▸ Task objective:
Show every line from the items below that contains the word "flower".

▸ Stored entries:
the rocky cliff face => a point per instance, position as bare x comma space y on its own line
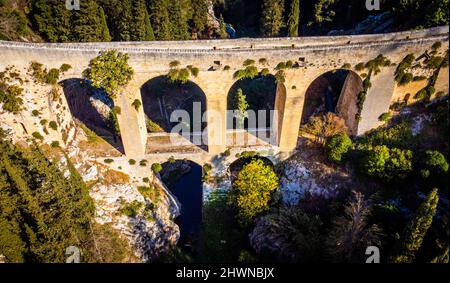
151, 232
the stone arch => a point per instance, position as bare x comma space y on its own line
161, 98
93, 108
261, 94
334, 91
186, 185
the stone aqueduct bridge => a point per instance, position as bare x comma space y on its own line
315, 55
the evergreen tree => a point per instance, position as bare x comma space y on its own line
104, 30
416, 229
222, 28
241, 105
41, 211
200, 16
252, 190
272, 17
294, 18
124, 21
351, 234
140, 26
179, 27
159, 17
89, 23
52, 20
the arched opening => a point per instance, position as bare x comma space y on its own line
257, 96
93, 110
184, 180
335, 92
163, 101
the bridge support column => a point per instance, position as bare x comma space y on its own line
131, 123
378, 100
289, 105
216, 89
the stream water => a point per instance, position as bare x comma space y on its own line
189, 192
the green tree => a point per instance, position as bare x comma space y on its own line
109, 71
52, 20
252, 190
387, 164
42, 212
159, 17
434, 164
291, 233
240, 105
179, 27
350, 234
222, 28
417, 228
272, 17
141, 27
337, 147
323, 11
436, 13
294, 18
199, 19
89, 23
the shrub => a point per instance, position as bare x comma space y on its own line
52, 77
226, 153
64, 68
366, 83
37, 71
280, 76
421, 94
289, 64
10, 97
346, 66
194, 71
174, 64
131, 209
252, 190
359, 67
337, 147
53, 125
326, 126
37, 136
249, 62
419, 78
136, 104
281, 66
387, 164
249, 72
436, 45
156, 168
110, 79
385, 117
263, 61
434, 164
265, 72
152, 127
399, 136
117, 110
55, 144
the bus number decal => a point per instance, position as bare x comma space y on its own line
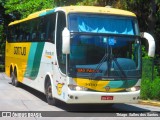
20, 51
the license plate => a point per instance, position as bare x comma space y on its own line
106, 97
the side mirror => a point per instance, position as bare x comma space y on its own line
151, 42
65, 41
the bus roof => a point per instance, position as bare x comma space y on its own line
74, 9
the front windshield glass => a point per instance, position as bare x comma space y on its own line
101, 52
103, 24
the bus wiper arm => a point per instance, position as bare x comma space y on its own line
119, 67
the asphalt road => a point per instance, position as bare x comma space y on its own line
23, 100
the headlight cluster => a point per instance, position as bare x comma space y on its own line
133, 89
77, 88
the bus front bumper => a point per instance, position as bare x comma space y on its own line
76, 97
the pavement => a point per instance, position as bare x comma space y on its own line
149, 102
142, 102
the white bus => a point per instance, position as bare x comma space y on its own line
78, 54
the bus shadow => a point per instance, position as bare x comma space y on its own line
100, 108
87, 108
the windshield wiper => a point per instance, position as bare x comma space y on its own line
98, 66
120, 68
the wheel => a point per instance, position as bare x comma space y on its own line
14, 79
48, 89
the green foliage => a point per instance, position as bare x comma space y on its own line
150, 89
1, 68
23, 7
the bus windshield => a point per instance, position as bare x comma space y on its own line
100, 52
103, 24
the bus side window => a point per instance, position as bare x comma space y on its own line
61, 24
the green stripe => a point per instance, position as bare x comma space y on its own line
122, 83
34, 60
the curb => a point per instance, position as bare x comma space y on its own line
149, 102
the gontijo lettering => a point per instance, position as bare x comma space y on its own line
20, 51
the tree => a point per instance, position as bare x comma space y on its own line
22, 8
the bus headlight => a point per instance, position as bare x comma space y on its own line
133, 89
77, 88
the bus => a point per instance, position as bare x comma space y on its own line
78, 54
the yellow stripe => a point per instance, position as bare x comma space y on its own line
97, 85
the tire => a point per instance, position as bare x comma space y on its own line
14, 79
48, 90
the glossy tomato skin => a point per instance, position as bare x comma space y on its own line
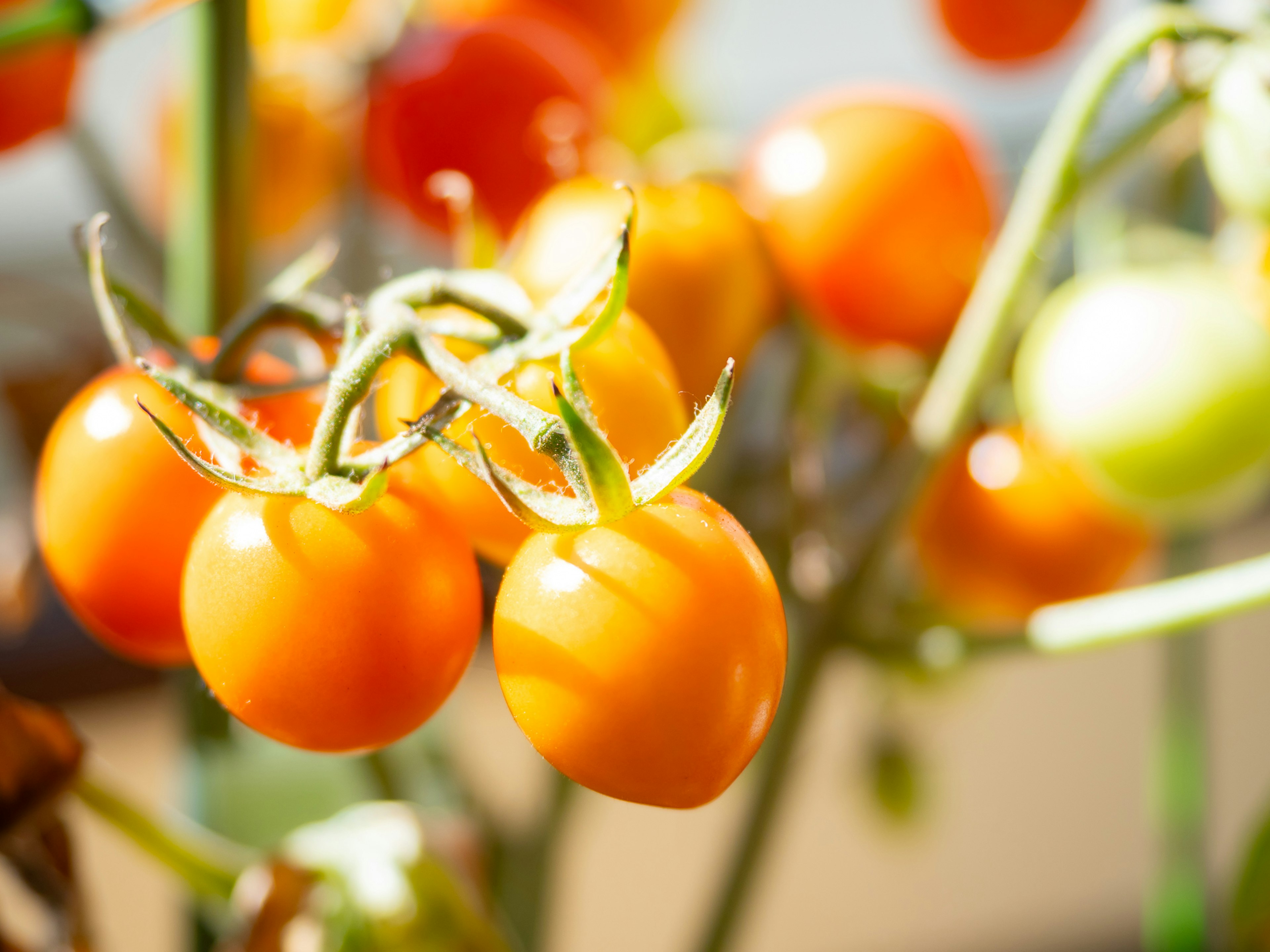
502, 101
331, 631
877, 213
35, 88
116, 509
699, 273
634, 394
644, 659
1004, 529
1010, 31
1156, 381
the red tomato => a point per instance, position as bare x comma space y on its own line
503, 101
115, 512
35, 87
644, 659
331, 631
1008, 31
1004, 529
877, 214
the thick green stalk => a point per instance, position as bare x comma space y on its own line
1048, 184
1175, 913
209, 865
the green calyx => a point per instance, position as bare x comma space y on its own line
413, 315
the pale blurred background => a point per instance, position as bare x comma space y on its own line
1036, 829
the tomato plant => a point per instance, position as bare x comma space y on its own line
1238, 133
331, 631
699, 275
35, 87
1004, 529
877, 213
644, 659
1009, 31
506, 101
115, 513
633, 389
1158, 382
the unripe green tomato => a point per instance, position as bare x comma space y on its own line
1158, 384
1238, 133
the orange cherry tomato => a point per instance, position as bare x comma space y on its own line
505, 101
331, 631
35, 86
699, 273
1008, 31
634, 394
644, 659
1004, 529
877, 214
627, 30
115, 512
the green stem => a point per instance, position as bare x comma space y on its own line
1175, 914
56, 18
1048, 184
1174, 605
209, 864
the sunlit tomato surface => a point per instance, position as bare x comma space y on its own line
628, 30
503, 101
35, 87
1008, 31
299, 157
1158, 382
331, 631
877, 213
633, 390
1238, 133
1004, 529
644, 659
699, 272
116, 509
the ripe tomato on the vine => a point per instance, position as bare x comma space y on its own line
116, 509
35, 87
699, 272
331, 631
634, 394
1158, 382
877, 213
506, 101
644, 659
1009, 31
1004, 529
628, 30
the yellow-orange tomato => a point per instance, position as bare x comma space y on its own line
1008, 31
331, 631
877, 214
633, 390
299, 158
644, 659
116, 509
1005, 529
699, 272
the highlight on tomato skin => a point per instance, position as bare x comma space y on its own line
507, 101
1004, 527
35, 88
331, 631
116, 509
1010, 31
877, 211
644, 659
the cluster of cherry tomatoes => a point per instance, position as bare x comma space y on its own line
644, 658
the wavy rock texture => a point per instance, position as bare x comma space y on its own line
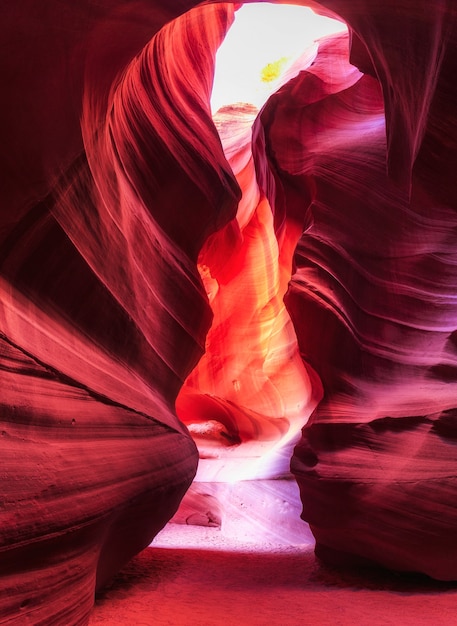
373, 297
116, 186
103, 313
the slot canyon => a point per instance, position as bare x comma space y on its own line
237, 315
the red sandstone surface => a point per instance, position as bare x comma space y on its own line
312, 268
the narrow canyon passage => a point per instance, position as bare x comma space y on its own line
213, 299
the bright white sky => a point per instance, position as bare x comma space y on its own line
263, 33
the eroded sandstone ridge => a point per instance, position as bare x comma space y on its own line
118, 224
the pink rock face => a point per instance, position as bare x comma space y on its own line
126, 229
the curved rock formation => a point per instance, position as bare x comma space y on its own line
372, 298
116, 186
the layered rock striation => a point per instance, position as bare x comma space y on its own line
125, 230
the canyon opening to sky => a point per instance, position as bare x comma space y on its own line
274, 269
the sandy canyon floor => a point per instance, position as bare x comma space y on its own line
193, 576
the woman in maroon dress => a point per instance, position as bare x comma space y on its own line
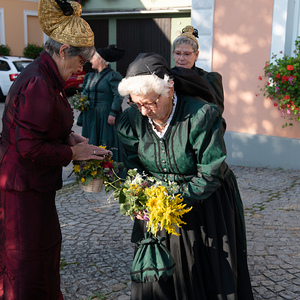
36, 142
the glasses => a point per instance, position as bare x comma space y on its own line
83, 61
186, 54
138, 106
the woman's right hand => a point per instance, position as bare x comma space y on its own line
84, 151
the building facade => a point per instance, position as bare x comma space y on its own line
236, 39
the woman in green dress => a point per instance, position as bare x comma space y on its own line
178, 137
100, 121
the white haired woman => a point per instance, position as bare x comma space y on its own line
177, 137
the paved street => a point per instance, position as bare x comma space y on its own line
97, 254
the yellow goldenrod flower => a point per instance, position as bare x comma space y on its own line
165, 210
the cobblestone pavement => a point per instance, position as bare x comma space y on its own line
97, 253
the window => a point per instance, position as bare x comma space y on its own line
286, 26
4, 66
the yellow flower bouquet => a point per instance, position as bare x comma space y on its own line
162, 207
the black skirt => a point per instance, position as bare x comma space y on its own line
210, 253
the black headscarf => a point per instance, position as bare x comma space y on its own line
186, 81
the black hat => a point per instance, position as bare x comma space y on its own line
111, 53
147, 64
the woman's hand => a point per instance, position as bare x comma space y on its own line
75, 138
111, 120
84, 151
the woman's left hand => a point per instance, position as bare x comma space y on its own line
111, 120
75, 138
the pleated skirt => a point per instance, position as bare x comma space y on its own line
210, 253
30, 243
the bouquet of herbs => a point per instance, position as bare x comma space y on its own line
79, 101
161, 206
87, 170
145, 197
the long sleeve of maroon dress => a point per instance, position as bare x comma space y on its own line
36, 123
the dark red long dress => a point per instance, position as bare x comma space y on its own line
36, 123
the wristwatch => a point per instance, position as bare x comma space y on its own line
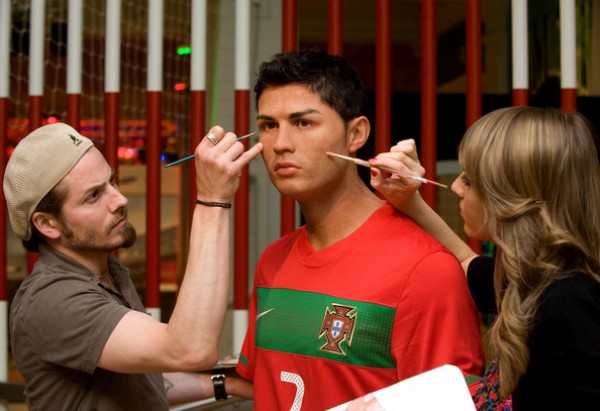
218, 379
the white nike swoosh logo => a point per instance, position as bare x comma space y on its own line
263, 313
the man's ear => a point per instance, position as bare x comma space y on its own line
359, 129
46, 224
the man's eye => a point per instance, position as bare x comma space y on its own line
465, 180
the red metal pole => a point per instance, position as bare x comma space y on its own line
197, 130
74, 110
111, 130
4, 103
289, 42
153, 140
429, 98
241, 225
383, 76
36, 104
473, 40
335, 27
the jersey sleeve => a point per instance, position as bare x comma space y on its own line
245, 366
437, 322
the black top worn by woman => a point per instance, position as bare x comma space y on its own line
564, 343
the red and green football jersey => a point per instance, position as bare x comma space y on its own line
383, 304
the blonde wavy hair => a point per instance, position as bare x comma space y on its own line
537, 175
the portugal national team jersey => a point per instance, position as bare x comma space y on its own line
383, 304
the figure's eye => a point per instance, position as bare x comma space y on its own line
465, 180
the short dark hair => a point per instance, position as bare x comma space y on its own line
329, 76
52, 203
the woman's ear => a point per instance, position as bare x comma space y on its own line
46, 224
359, 129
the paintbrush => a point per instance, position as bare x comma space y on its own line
365, 163
186, 158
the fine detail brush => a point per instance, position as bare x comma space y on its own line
186, 158
365, 163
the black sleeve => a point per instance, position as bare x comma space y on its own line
480, 276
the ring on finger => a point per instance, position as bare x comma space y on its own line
212, 138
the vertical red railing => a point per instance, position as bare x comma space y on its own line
335, 27
74, 62
568, 56
429, 98
473, 39
153, 152
241, 211
5, 30
520, 53
289, 42
36, 78
383, 77
197, 87
112, 83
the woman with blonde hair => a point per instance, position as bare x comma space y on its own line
531, 185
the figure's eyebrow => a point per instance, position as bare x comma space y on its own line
299, 114
292, 116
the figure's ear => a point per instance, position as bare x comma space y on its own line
359, 129
46, 224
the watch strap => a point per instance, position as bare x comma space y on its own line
218, 379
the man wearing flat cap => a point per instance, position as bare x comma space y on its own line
79, 333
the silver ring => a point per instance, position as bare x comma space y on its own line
212, 138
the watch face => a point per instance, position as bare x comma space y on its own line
219, 386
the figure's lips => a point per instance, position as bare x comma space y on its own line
285, 168
120, 223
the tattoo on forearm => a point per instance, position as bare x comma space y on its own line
168, 384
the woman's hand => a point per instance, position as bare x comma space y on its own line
397, 189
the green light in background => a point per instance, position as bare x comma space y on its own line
184, 50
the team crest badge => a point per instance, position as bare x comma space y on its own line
338, 326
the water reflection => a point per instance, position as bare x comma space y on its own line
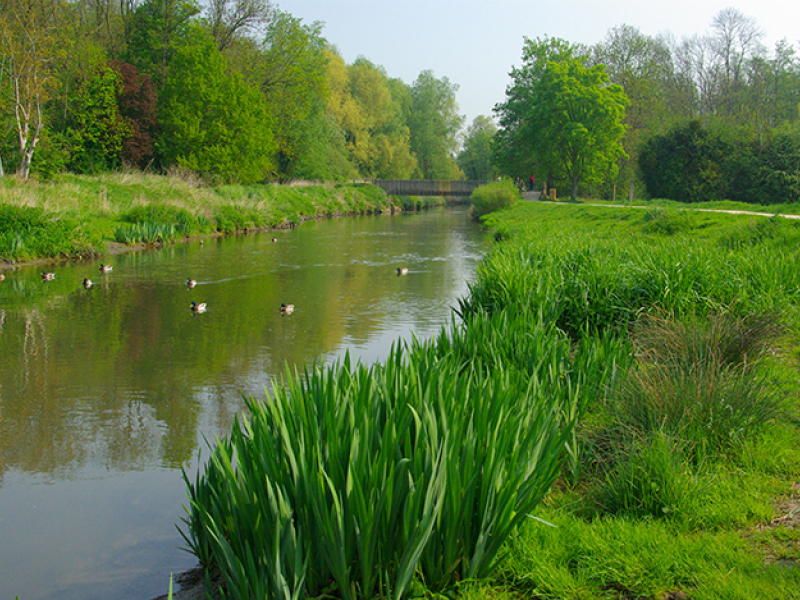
106, 391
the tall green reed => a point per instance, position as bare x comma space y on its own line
367, 477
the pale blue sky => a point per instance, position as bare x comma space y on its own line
475, 44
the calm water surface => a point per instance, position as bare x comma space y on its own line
105, 393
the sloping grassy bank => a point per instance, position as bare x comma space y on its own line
683, 479
615, 417
75, 215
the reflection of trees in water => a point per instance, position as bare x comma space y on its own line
123, 376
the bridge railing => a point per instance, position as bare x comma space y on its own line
427, 187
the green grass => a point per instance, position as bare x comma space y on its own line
81, 215
614, 416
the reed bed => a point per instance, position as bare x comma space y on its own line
639, 362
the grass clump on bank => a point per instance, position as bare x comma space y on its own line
684, 453
635, 386
80, 215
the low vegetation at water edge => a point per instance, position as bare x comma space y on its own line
613, 414
75, 215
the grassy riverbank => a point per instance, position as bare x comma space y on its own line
74, 216
616, 418
684, 483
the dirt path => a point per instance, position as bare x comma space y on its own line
717, 210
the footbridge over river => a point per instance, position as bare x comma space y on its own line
427, 187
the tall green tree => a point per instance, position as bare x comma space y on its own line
434, 124
96, 131
512, 149
475, 158
211, 121
574, 119
293, 79
157, 29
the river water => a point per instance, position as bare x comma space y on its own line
107, 392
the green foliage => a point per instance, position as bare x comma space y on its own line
213, 122
566, 116
780, 167
698, 381
433, 123
368, 476
493, 196
96, 130
30, 232
475, 158
156, 29
686, 164
292, 76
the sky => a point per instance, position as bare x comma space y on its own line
475, 44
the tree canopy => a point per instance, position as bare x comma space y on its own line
567, 116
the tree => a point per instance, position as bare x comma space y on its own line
138, 107
27, 45
157, 29
372, 120
475, 158
96, 130
434, 123
212, 122
512, 154
643, 66
293, 77
687, 164
228, 19
572, 117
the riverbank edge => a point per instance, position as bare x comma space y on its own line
41, 196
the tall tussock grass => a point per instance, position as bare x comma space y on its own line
352, 481
698, 380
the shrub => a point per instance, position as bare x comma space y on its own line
697, 381
29, 232
493, 196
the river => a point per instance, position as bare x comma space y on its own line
107, 392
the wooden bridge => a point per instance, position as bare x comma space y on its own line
426, 187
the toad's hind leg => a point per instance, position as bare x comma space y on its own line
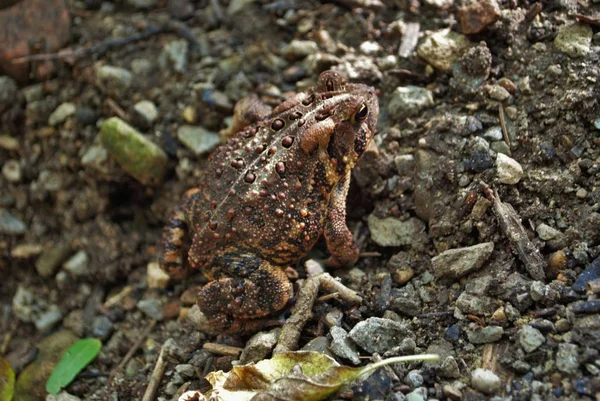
171, 255
239, 304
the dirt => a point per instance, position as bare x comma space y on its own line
514, 87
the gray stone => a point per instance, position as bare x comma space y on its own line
102, 327
49, 261
77, 264
136, 154
574, 40
379, 335
567, 360
391, 231
455, 263
8, 92
299, 49
530, 338
11, 170
260, 346
509, 170
113, 80
186, 370
414, 379
142, 4
485, 335
342, 346
409, 101
198, 139
48, 319
443, 48
10, 225
475, 304
147, 111
61, 113
485, 381
175, 54
449, 368
151, 308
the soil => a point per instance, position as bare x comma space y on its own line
78, 232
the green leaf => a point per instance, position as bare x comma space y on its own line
7, 381
292, 376
77, 357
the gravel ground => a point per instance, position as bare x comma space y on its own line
476, 210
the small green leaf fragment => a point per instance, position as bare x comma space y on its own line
7, 381
77, 357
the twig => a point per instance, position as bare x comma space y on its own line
503, 124
102, 47
302, 310
135, 346
510, 223
159, 369
222, 349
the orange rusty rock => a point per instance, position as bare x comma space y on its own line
42, 24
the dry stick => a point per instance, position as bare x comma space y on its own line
159, 369
102, 47
510, 223
503, 124
302, 310
135, 346
222, 349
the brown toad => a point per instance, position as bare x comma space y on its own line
269, 193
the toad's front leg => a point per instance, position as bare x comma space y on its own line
338, 237
240, 304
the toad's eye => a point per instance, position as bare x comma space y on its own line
361, 114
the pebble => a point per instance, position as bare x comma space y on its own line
475, 304
136, 154
391, 231
475, 17
62, 396
142, 4
198, 139
485, 335
342, 346
8, 92
151, 308
455, 263
299, 49
574, 39
10, 225
61, 114
102, 327
481, 160
409, 101
449, 368
47, 320
77, 264
379, 335
11, 170
590, 273
260, 346
155, 277
485, 381
414, 379
530, 338
493, 133
443, 48
113, 80
567, 360
498, 93
147, 111
175, 54
510, 171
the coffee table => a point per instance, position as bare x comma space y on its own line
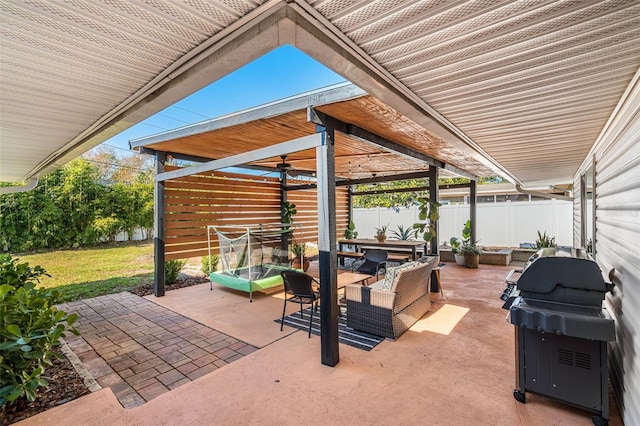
345, 278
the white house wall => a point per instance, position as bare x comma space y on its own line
499, 224
617, 238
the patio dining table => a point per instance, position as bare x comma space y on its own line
385, 245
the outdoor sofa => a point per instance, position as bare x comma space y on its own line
393, 304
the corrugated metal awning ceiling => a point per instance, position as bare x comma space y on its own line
526, 85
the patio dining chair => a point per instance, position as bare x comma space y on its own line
372, 262
298, 288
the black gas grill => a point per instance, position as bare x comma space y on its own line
561, 329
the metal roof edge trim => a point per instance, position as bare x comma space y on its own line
625, 111
336, 93
175, 70
312, 16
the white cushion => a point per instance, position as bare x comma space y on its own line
391, 274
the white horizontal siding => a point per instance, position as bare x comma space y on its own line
617, 199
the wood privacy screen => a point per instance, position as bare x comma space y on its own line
193, 202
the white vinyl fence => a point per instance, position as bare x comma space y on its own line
505, 224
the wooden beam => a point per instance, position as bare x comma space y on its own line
295, 145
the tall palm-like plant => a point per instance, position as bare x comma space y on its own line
402, 233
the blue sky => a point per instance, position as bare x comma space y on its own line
281, 73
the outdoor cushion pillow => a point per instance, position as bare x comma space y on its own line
392, 273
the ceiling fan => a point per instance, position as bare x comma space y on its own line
284, 166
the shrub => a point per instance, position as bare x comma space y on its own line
31, 326
545, 241
171, 270
209, 260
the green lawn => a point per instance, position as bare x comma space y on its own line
95, 271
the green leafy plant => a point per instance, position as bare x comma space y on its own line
31, 327
381, 233
545, 241
209, 263
287, 211
402, 233
350, 232
429, 214
171, 270
457, 244
299, 249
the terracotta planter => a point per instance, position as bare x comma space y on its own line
471, 260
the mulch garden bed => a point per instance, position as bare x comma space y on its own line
65, 384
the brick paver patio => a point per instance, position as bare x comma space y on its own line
142, 350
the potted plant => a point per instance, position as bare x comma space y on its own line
350, 233
544, 240
403, 234
467, 248
299, 260
429, 213
381, 233
455, 249
456, 243
471, 254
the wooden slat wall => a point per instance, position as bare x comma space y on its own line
306, 202
193, 202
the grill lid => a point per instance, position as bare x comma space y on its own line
563, 275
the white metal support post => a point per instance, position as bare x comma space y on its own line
158, 227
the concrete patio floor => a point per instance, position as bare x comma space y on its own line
455, 366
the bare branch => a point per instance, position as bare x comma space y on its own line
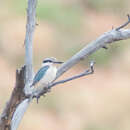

▸ Answer to this exercise:
the yellow goldenrod flower => a point per instance, position as bare x comma space y on its own line
the yellow flower bouquet => a point per instance, position as bare x comma space y on its own line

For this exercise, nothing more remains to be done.